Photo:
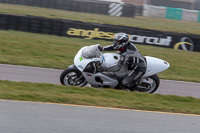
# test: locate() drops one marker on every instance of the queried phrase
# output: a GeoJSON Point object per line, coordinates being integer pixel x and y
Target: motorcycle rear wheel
{"type": "Point", "coordinates": [150, 86]}
{"type": "Point", "coordinates": [72, 76]}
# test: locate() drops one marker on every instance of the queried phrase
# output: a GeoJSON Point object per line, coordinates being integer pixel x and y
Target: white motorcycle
{"type": "Point", "coordinates": [84, 71]}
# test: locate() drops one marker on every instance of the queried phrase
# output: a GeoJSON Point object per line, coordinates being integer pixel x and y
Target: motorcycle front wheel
{"type": "Point", "coordinates": [72, 76]}
{"type": "Point", "coordinates": [149, 85]}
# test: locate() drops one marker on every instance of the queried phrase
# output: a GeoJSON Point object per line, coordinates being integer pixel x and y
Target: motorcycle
{"type": "Point", "coordinates": [84, 71]}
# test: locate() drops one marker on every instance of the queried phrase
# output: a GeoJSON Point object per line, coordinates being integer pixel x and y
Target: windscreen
{"type": "Point", "coordinates": [91, 52]}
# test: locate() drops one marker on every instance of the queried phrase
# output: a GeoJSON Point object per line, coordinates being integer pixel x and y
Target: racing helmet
{"type": "Point", "coordinates": [120, 41]}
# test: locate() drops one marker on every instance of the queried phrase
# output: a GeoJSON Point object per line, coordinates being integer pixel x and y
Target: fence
{"type": "Point", "coordinates": [171, 13]}
{"type": "Point", "coordinates": [99, 31]}
{"type": "Point", "coordinates": [98, 7]}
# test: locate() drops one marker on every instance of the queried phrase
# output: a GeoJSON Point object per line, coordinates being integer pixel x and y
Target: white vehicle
{"type": "Point", "coordinates": [84, 71]}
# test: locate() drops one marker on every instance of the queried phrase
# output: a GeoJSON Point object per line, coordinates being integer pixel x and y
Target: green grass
{"type": "Point", "coordinates": [21, 48]}
{"type": "Point", "coordinates": [97, 97]}
{"type": "Point", "coordinates": [139, 21]}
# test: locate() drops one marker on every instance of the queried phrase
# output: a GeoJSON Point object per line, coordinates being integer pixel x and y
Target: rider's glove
{"type": "Point", "coordinates": [101, 68]}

PROBLEM REQUIREMENTS>
Repeat the entries exactly. Any picture is to be left out.

ANSWER SPACE>
Photo:
# test: locate() drops one marker on every instance of the queried phrase
# output: a GeoJSON Point object per line, coordinates being integer pixel x and y
Target: motorcycle rear wheel
{"type": "Point", "coordinates": [150, 86]}
{"type": "Point", "coordinates": [72, 76]}
# test: locate() drops one marker on every instance of the queried phrase
# output: a GeoJSON Point object per line, coordinates being integer pixel x and y
Target: white motorcycle
{"type": "Point", "coordinates": [84, 71]}
# test: locate() drops one marker on every instance of the queried phrase
# output: a GeoJSON Point object per line, coordinates being integer pixel x and y
Target: motorcycle front wheel
{"type": "Point", "coordinates": [72, 76]}
{"type": "Point", "coordinates": [149, 85]}
# test: locate() drops one marker on every instance of the queried phrase
# output: a GeoJSON Point object per line, coordinates being integer pixel x and y
Target: motorcycle
{"type": "Point", "coordinates": [84, 71]}
# test: locate() drops one marker on every instance of the queried phrase
# output: a GeoJSON Point object per line, coordinates being integer pixel x and y
Target: windscreen
{"type": "Point", "coordinates": [91, 52]}
# test: locate() drops one marker on every instance of the queried phrase
# output: a GeoJSON Point object per line, coordinates being integer pixel x and y
Target: racing helmet
{"type": "Point", "coordinates": [120, 41]}
# test: locate() drops one marker on every instance of the queried phrase
# output: a GeoJSON Point object per line, coordinates being integer pixel x and y
Target: fence
{"type": "Point", "coordinates": [171, 13]}
{"type": "Point", "coordinates": [99, 31]}
{"type": "Point", "coordinates": [98, 7]}
# test: locate() drops one marker on every instance of the queried phrase
# output: a GeoJSON Point object per line, coordinates being integer pixel x and y
Target: white vehicle
{"type": "Point", "coordinates": [84, 71]}
# test: locate() drops one marker on every instance of the queried phrase
# output: a GeoJSON Point object per line, coordinates being integer pixel x and y
Target: green grass
{"type": "Point", "coordinates": [21, 48]}
{"type": "Point", "coordinates": [97, 97]}
{"type": "Point", "coordinates": [139, 21]}
# test: locate() drops one marker on every instance of the queried phrase
# output: a GeoJSON Point object per line, coordinates being integer pixel x and y
Target: rider's glove
{"type": "Point", "coordinates": [101, 68]}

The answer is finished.